------ Materials provided
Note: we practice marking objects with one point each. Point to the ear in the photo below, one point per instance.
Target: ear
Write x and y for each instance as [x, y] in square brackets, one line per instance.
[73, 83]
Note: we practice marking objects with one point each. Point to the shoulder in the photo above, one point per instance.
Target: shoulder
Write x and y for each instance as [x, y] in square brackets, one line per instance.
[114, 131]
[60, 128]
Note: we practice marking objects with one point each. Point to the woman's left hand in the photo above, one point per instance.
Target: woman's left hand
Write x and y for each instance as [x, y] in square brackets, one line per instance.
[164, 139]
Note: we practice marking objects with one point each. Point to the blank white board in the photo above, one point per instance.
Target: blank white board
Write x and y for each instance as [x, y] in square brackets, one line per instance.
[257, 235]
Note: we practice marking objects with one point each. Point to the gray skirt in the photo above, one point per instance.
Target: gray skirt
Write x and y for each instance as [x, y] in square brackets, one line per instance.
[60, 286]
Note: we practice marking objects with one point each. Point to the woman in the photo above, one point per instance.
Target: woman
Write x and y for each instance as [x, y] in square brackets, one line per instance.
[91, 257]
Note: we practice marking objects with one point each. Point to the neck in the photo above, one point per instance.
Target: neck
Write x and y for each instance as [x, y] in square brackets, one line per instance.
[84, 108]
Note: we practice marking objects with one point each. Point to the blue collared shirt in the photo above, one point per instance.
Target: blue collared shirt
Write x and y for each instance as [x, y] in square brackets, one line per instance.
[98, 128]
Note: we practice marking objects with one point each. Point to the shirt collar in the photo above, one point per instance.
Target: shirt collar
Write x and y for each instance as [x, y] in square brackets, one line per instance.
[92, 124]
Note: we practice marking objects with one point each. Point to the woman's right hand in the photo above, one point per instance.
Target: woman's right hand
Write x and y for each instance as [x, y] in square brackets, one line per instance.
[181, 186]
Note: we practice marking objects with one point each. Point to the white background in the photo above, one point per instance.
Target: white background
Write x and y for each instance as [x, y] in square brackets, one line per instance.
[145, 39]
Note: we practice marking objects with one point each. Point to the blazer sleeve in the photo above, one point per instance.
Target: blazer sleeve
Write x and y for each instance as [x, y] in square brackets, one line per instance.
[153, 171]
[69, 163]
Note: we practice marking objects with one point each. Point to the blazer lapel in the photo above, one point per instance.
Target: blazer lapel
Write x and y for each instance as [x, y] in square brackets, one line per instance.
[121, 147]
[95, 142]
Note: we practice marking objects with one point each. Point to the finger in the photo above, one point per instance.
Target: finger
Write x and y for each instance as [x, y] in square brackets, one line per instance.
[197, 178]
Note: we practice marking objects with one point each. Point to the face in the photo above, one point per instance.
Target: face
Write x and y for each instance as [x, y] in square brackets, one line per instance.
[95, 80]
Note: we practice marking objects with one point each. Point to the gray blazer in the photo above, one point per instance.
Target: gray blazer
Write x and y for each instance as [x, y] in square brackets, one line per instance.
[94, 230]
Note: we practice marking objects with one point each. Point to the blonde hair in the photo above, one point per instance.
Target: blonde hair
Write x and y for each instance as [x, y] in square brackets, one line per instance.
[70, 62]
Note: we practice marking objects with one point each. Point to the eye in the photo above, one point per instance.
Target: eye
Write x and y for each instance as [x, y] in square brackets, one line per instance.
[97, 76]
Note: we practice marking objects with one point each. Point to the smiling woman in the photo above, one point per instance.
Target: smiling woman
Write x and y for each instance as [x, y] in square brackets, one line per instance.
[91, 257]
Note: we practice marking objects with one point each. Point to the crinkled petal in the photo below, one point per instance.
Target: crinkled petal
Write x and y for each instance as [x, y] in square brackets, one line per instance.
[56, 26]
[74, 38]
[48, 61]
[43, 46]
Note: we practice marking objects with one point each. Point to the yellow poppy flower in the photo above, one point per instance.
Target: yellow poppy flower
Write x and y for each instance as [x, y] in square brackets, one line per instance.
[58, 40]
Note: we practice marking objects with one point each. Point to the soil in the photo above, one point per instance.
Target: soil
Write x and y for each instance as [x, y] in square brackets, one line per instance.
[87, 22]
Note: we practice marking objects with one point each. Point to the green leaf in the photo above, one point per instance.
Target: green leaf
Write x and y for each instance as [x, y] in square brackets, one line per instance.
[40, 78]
------------
* [The problem]: Return each line of the data exactly as written above.

* [Response below]:
Note: we practice marking objects with one point each. Point to the ear in the photo below, one point per instance.
Target: ear
Write x and y for each instance as [x, y] in square brackets, one line per instance.
[73, 83]
Note: we practice marking objects with one point each. Point to the shoulder in the photo above, one point per instance.
Target: shoulder
Write x and y for each instance as [x, y] in square brackets, one line per instance.
[114, 131]
[60, 128]
Note: we practice marking objects with one point each. Point to the woman's left hand in the photo above, one point per instance.
Target: woman's left hand
Write x and y for each instance as [x, y] in square brackets, one line per instance.
[164, 139]
Note: we practice marking objects with one point each. Point to the blank white board in the photo above, one point per instance.
Target: blank white board
Write x and y for each instance as [x, y] in square brackets, one line per instance.
[257, 235]
Note: we practice marking objects with one point each. Point to the gray skirt in the photo above, one point per instance.
Target: gray skirt
Write x and y for each instance as [x, y] in square brackets, one line per instance.
[60, 286]
Note: we practice marking objects with one point each. Point to the woman in the photo above, one point per instance.
Target: woman
Write x and y for each instance as [x, y] in square brackets, one line per instance.
[91, 257]
Note: we practice marking objects with one point each. Point to the neck in the photo above, one point per instance.
Target: neck
Write x and y for each instance as [x, y] in square brackets, one line per instance.
[84, 108]
Note: we practice marking objects with one point each. Point to the blue collared shirt in the photo above, one point per instance.
Target: blue collared shirt
Write x and y for each instance as [x, y] in square brackets, one line per instance.
[98, 128]
Note: we practice marking objects with one point each. Point to the shirt collar in the photo above, one point per instance.
Target: shirt collar
Write x and y for each instance as [x, y] in square brackets, one line per instance.
[92, 124]
Note: we practice marking objects with one point each. Point to the woman's right hand in the photo above, one point per instance.
Target: woman's right hand
Write x and y for each instance as [x, y] in square brackets, one line per instance.
[181, 186]
Note: we practice marking objects with one point each. Point to the white background in the photo above, one point per instance.
Target: white background
Write x and y for each instance as [x, y] in square brackets, one line per instance.
[145, 39]
Note: we practice marking objects with one point each. Point to the blazer sleeve in the photo above, one point per instance.
Target: blazer sleeve
Write x and y for each instance as [x, y] in square brackets, one line per instance.
[153, 171]
[69, 163]
Note: we practice marking objects with one point each. Point to the blazer lapel in the photo above, one point per instance.
Target: blazer lapel
Write x and y for each instance as [x, y] in square brackets, one line per instance.
[121, 147]
[95, 142]
Note: we practice marking objects with one point each. Point to the finger in the photo above, one point per instance.
Target: finger
Write x and y for each instance as [x, y] in square brackets, one line per instance.
[197, 178]
Note: we practice marking objects with one point each. Point to the face in the photo above, one point per instance.
Target: face
Write x and y for each instance as [x, y] in square brackets, one line per instance.
[95, 80]
Note: we practice marking objects with one point each. Point to the gray blazer in the photo above, one point per instance.
Target: gray blazer
Write x and y for each instance as [x, y] in square brackets, one line per instance.
[94, 230]
Note: we practice marking objects with one point each. Point to the blonde hair in the photo above, one point per instance.
Target: blonde hair
Write x and y for each instance as [x, y] in square brackets, one line per instance.
[70, 62]
Note: we practice marking objects with one point each. Point to the eye in the photo above, one point per instance.
Target: eye
Write x and y for each instance as [x, y] in square brackets, one line per instance.
[97, 76]
Note: we practice marking objects with one point each. Point to the smiling woman in the photo above, one point per instance.
Target: smiling woman
Write x and y for each instance as [x, y] in square brackets, one line per instance.
[91, 257]
Note: we practice marking objects with one point each. Point to the crinkled petal in the photo below, one point per instance.
Target: crinkled petal
Write x and y for each instance as [x, y] in square brackets, one line per instance.
[56, 26]
[74, 38]
[48, 61]
[43, 46]
Note: we practice marking objects with one point each. Point to the yellow poppy flower in the photo above, one point per instance.
Target: yellow poppy flower
Write x and y for each instance as [x, y] in square brackets, one line per instance.
[58, 40]
Note: we practice marking objects with one point each. Point to the soil in the photo above, one point per instance.
Target: soil
Write x and y for each instance as [x, y] in square brackets, one line per instance.
[87, 22]
Note: we practice marking objects with one point each. Point to the green leaf in the photo above, one point per instance.
Target: green leaf
Write x and y for each instance as [x, y] in square brackets, one line per instance.
[40, 78]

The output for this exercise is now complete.